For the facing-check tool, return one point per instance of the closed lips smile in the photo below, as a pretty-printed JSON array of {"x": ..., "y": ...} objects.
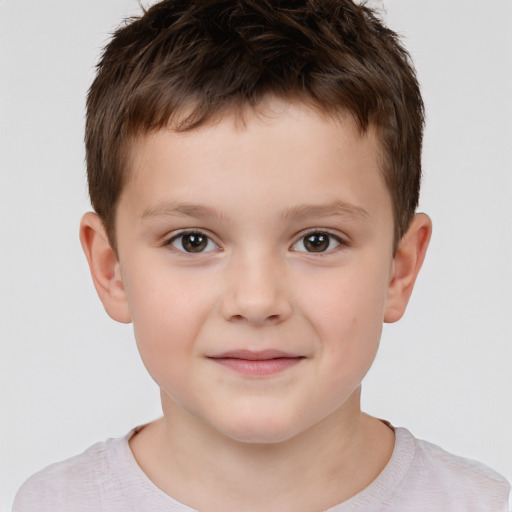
[{"x": 266, "y": 362}]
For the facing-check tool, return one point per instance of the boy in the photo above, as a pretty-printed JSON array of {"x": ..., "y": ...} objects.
[{"x": 254, "y": 167}]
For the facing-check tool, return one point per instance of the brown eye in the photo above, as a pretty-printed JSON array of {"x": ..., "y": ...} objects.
[
  {"x": 193, "y": 242},
  {"x": 317, "y": 241}
]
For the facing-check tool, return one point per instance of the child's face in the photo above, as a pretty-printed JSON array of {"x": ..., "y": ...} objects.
[{"x": 256, "y": 262}]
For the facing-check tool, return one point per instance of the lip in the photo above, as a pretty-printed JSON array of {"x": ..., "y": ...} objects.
[{"x": 257, "y": 364}]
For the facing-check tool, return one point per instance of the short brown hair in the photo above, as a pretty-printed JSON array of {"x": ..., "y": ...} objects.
[{"x": 185, "y": 61}]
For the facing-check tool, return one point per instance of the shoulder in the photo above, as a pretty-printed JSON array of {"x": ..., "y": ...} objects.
[
  {"x": 76, "y": 481},
  {"x": 452, "y": 482}
]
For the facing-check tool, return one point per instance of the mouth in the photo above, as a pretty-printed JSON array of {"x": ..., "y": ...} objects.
[{"x": 257, "y": 364}]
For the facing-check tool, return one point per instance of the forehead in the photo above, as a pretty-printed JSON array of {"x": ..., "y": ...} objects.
[{"x": 281, "y": 153}]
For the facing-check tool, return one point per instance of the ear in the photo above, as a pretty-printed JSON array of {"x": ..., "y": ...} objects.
[
  {"x": 406, "y": 266},
  {"x": 105, "y": 268}
]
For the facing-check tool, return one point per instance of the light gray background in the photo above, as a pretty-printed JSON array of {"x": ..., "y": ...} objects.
[{"x": 69, "y": 376}]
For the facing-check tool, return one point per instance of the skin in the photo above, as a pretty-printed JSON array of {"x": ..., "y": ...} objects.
[{"x": 255, "y": 192}]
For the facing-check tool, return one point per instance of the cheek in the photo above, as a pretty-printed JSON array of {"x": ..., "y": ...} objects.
[{"x": 168, "y": 313}]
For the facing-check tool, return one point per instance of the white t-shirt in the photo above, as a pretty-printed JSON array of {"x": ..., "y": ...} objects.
[{"x": 419, "y": 477}]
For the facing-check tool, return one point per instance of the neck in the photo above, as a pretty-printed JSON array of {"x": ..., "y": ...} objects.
[{"x": 333, "y": 461}]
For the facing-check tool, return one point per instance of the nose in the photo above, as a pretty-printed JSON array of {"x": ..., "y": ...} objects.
[{"x": 256, "y": 291}]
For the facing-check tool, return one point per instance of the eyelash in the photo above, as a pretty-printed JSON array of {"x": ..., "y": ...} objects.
[
  {"x": 196, "y": 232},
  {"x": 330, "y": 236},
  {"x": 208, "y": 242}
]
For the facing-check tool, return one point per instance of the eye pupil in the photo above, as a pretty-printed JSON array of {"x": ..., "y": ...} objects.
[
  {"x": 194, "y": 242},
  {"x": 316, "y": 242}
]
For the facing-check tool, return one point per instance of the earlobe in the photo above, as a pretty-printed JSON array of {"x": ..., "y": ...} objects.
[
  {"x": 105, "y": 268},
  {"x": 406, "y": 266}
]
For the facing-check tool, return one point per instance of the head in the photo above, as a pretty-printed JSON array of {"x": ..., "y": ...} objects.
[
  {"x": 255, "y": 168},
  {"x": 186, "y": 63}
]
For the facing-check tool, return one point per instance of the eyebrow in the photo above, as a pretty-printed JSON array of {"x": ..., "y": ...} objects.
[
  {"x": 336, "y": 208},
  {"x": 333, "y": 209},
  {"x": 180, "y": 210}
]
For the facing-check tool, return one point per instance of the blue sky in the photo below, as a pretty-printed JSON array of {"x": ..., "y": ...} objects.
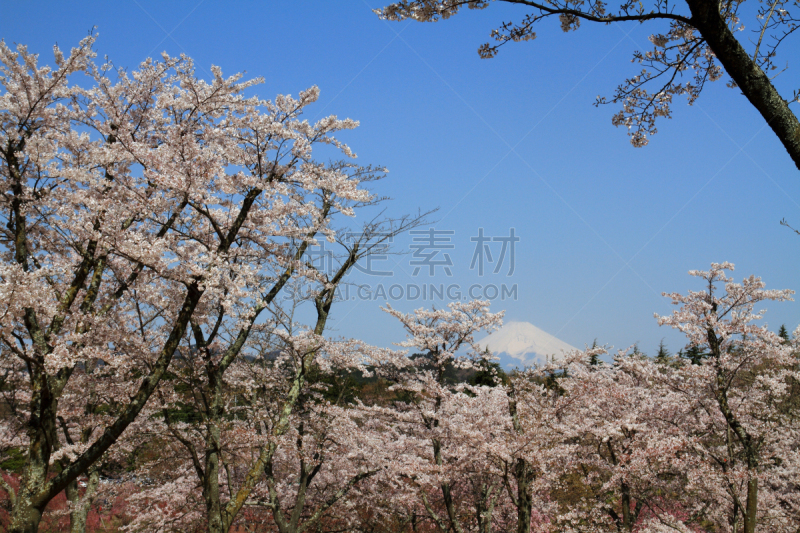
[{"x": 511, "y": 142}]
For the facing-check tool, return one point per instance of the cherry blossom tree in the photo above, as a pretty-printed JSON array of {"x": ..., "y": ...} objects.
[
  {"x": 127, "y": 207},
  {"x": 694, "y": 43},
  {"x": 741, "y": 391},
  {"x": 430, "y": 415}
]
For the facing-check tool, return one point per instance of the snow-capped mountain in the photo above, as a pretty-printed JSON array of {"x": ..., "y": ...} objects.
[{"x": 524, "y": 342}]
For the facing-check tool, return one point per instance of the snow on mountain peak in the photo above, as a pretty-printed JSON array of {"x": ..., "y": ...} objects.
[{"x": 525, "y": 342}]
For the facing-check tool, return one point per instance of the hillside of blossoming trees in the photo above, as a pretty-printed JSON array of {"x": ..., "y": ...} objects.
[{"x": 155, "y": 377}]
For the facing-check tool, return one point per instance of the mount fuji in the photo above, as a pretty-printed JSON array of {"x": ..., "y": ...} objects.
[{"x": 524, "y": 344}]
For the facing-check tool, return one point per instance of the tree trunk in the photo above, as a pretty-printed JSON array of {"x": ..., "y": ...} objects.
[
  {"x": 524, "y": 500},
  {"x": 80, "y": 506},
  {"x": 754, "y": 82},
  {"x": 752, "y": 505}
]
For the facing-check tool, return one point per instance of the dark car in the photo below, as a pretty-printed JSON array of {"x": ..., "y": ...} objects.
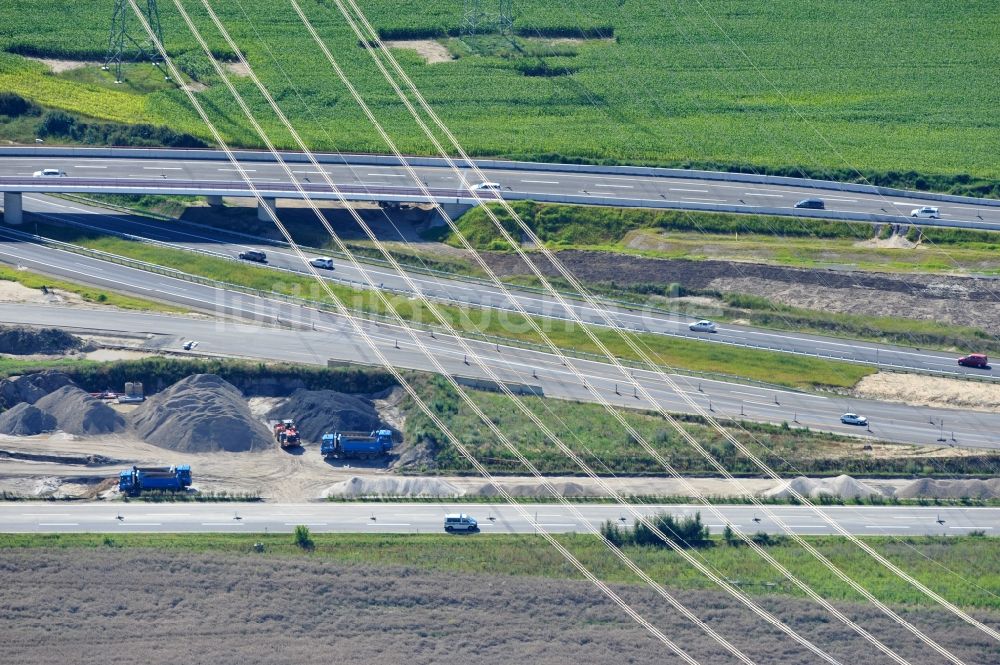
[
  {"x": 812, "y": 204},
  {"x": 253, "y": 255}
]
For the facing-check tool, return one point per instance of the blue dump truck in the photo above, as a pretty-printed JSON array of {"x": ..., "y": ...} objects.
[
  {"x": 143, "y": 478},
  {"x": 361, "y": 445}
]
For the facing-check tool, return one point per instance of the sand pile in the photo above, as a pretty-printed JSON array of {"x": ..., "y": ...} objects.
[
  {"x": 31, "y": 387},
  {"x": 201, "y": 413},
  {"x": 951, "y": 489},
  {"x": 392, "y": 486},
  {"x": 843, "y": 487},
  {"x": 317, "y": 412},
  {"x": 76, "y": 412},
  {"x": 26, "y": 420},
  {"x": 19, "y": 340}
]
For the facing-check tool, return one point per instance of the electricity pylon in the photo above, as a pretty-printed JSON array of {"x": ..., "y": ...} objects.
[{"x": 120, "y": 39}]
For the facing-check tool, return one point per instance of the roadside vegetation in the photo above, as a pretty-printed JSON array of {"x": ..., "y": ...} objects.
[
  {"x": 598, "y": 438},
  {"x": 815, "y": 101},
  {"x": 974, "y": 556},
  {"x": 772, "y": 367}
]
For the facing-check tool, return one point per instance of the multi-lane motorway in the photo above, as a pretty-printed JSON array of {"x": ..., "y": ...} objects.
[
  {"x": 177, "y": 169},
  {"x": 493, "y": 518},
  {"x": 452, "y": 289}
]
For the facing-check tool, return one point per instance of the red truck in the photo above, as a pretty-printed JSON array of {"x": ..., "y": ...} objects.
[{"x": 975, "y": 360}]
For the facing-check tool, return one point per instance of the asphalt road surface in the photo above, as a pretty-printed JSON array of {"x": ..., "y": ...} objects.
[
  {"x": 448, "y": 288},
  {"x": 34, "y": 517},
  {"x": 606, "y": 189},
  {"x": 318, "y": 337}
]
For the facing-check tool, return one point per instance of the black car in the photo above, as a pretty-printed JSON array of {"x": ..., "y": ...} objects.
[
  {"x": 812, "y": 204},
  {"x": 253, "y": 255}
]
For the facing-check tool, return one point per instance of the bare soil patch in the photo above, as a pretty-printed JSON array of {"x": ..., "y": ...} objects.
[
  {"x": 212, "y": 608},
  {"x": 58, "y": 66},
  {"x": 931, "y": 391},
  {"x": 962, "y": 301},
  {"x": 430, "y": 50}
]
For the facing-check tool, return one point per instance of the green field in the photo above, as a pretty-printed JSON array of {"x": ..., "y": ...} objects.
[
  {"x": 973, "y": 557},
  {"x": 604, "y": 445},
  {"x": 772, "y": 367},
  {"x": 878, "y": 87}
]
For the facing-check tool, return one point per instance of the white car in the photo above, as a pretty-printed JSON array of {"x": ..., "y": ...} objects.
[
  {"x": 703, "y": 326},
  {"x": 487, "y": 186},
  {"x": 49, "y": 173},
  {"x": 853, "y": 419},
  {"x": 926, "y": 212},
  {"x": 322, "y": 262}
]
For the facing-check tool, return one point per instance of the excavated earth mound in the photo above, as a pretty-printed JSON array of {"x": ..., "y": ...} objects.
[
  {"x": 26, "y": 420},
  {"x": 19, "y": 340},
  {"x": 199, "y": 414},
  {"x": 317, "y": 412},
  {"x": 951, "y": 489},
  {"x": 392, "y": 486},
  {"x": 843, "y": 487},
  {"x": 31, "y": 387},
  {"x": 76, "y": 412}
]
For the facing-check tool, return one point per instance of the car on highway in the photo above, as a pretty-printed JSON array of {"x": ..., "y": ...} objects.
[
  {"x": 322, "y": 262},
  {"x": 853, "y": 419},
  {"x": 703, "y": 326},
  {"x": 49, "y": 173},
  {"x": 460, "y": 522},
  {"x": 975, "y": 360},
  {"x": 926, "y": 212},
  {"x": 487, "y": 186},
  {"x": 253, "y": 255},
  {"x": 811, "y": 204}
]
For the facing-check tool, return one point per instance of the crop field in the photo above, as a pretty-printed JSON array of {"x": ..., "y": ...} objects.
[
  {"x": 454, "y": 600},
  {"x": 878, "y": 87},
  {"x": 598, "y": 438}
]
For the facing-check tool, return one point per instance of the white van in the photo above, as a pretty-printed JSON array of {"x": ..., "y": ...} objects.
[{"x": 460, "y": 522}]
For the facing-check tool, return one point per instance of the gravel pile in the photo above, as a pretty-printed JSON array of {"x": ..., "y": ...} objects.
[
  {"x": 18, "y": 340},
  {"x": 26, "y": 420},
  {"x": 31, "y": 387},
  {"x": 201, "y": 413},
  {"x": 392, "y": 486},
  {"x": 951, "y": 489},
  {"x": 317, "y": 412},
  {"x": 843, "y": 487},
  {"x": 76, "y": 412}
]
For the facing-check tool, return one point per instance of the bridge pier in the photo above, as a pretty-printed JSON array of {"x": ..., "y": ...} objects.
[
  {"x": 263, "y": 211},
  {"x": 12, "y": 211}
]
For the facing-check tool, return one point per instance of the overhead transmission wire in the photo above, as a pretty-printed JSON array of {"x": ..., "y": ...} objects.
[
  {"x": 429, "y": 412},
  {"x": 492, "y": 375},
  {"x": 371, "y": 43},
  {"x": 683, "y": 433}
]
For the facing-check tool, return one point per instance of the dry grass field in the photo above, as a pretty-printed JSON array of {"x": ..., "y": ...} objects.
[{"x": 60, "y": 606}]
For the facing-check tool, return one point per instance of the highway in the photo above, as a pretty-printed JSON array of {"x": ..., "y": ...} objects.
[
  {"x": 179, "y": 173},
  {"x": 318, "y": 337},
  {"x": 38, "y": 517},
  {"x": 448, "y": 288}
]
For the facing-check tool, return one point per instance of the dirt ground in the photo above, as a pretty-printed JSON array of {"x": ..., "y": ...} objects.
[
  {"x": 167, "y": 607},
  {"x": 963, "y": 301},
  {"x": 930, "y": 391}
]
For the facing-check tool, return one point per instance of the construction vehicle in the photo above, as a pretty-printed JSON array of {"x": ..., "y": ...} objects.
[
  {"x": 285, "y": 433},
  {"x": 142, "y": 478},
  {"x": 359, "y": 445}
]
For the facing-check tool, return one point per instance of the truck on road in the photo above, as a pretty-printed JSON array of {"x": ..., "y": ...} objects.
[
  {"x": 142, "y": 478},
  {"x": 361, "y": 445}
]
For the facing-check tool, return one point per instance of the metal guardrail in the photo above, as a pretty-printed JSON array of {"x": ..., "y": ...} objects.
[{"x": 372, "y": 316}]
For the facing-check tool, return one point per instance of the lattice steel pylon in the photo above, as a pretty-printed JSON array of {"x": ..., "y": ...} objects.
[
  {"x": 119, "y": 38},
  {"x": 505, "y": 20}
]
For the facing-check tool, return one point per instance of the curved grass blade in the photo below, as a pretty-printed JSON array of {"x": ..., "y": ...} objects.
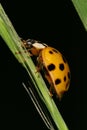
[
  {"x": 14, "y": 43},
  {"x": 36, "y": 103}
]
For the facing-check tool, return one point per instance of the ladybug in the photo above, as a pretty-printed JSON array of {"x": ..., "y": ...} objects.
[{"x": 53, "y": 64}]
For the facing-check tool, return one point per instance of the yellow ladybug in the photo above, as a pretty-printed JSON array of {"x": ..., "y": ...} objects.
[{"x": 55, "y": 67}]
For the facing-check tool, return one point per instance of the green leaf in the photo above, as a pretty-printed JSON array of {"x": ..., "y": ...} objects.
[{"x": 81, "y": 7}]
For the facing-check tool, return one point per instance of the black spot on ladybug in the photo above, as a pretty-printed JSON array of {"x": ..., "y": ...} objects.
[
  {"x": 31, "y": 41},
  {"x": 64, "y": 78},
  {"x": 57, "y": 81},
  {"x": 55, "y": 50},
  {"x": 51, "y": 67},
  {"x": 61, "y": 66},
  {"x": 50, "y": 52},
  {"x": 69, "y": 75},
  {"x": 64, "y": 59}
]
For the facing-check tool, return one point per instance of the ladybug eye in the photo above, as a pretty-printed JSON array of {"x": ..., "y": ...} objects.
[
  {"x": 64, "y": 78},
  {"x": 64, "y": 59},
  {"x": 57, "y": 81},
  {"x": 51, "y": 67},
  {"x": 61, "y": 66},
  {"x": 50, "y": 52},
  {"x": 55, "y": 50},
  {"x": 69, "y": 75}
]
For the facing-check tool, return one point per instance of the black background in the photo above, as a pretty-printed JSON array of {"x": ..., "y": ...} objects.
[{"x": 58, "y": 25}]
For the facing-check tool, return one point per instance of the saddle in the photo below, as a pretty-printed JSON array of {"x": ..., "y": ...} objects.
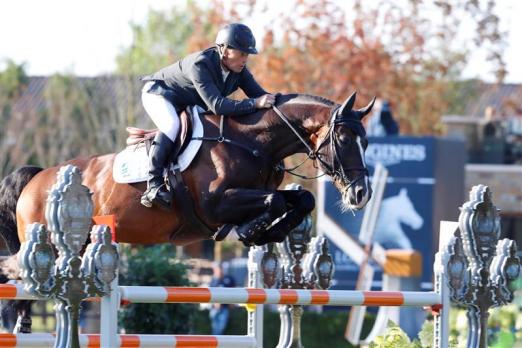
[
  {"x": 139, "y": 135},
  {"x": 181, "y": 195}
]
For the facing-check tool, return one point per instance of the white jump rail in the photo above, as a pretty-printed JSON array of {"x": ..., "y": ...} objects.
[{"x": 437, "y": 300}]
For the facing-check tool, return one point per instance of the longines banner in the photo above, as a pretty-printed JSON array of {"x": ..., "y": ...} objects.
[{"x": 425, "y": 185}]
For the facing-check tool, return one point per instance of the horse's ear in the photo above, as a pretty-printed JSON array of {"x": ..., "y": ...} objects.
[
  {"x": 366, "y": 110},
  {"x": 348, "y": 104}
]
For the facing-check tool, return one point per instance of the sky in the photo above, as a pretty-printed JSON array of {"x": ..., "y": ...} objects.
[{"x": 84, "y": 37}]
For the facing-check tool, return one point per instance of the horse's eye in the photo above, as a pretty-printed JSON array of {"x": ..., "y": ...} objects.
[{"x": 343, "y": 138}]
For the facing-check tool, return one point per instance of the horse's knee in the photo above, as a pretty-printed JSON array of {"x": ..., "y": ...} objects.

• **YOUR ASSIGNMENT**
Print each line, exactly as written, from the one that contains "instance of the sky" to the end of the data above, with both end lines included and nothing else.

• **ANSWER SECTION**
For the facing-check tool, return one point per instance of the sky in the photo above, as a pretty-printed JSON array of {"x": ..., "y": ...} objects.
[{"x": 84, "y": 37}]
For the facing-check tool, return one point per instance of the horse's eye in the photo above, as a pretty-printed JSON array of {"x": ..., "y": ...} objects.
[{"x": 343, "y": 138}]
For the facing-check tool, return one point per instance of the horse's knee in the photo above, as a pretty-printed JSON array of {"x": ..., "y": ...} objects.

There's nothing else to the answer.